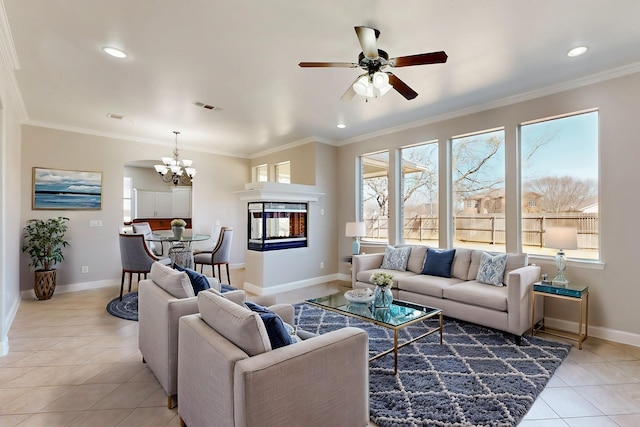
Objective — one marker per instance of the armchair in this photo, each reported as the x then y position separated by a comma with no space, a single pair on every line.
162,300
227,372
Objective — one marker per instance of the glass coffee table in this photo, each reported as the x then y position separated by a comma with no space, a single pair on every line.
400,315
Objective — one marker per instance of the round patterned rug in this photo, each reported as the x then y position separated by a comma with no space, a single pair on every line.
125,309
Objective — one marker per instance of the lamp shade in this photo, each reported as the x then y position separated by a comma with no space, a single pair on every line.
355,229
561,238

**SET PROBLEM**
Arrange every line of the entries above as a Markdown table with the columns "Number" and "Line." Give each line its own numbered row, skip blank lines, and leave the pictures out.

**SOLUTION**
| Number | Line |
|---|---|
| 1 | Objective — one marker per instance of the armchair in this photo, each reported as the x then y position separated by a comma with no space, a single pair on every line. |
| 2 | 162,300 |
| 3 | 227,372 |
| 4 | Objective — one marker per instance of the glass coffee table in this photo, each reported as the x then y position separated by a comma with no space, a single pair on every line. |
| 5 | 400,315 |
| 6 | Objective — one marker per instance of the round patterned rug in this photo, each reported as the x then y position separated by a comma with no space, a single pair on every line. |
| 7 | 125,309 |
| 8 | Objective — one marker per instance of the lamp shade in this photo, each reported as the x then y position separated by a comma with no space, a single pair on every line. |
| 9 | 355,229 |
| 10 | 561,238 |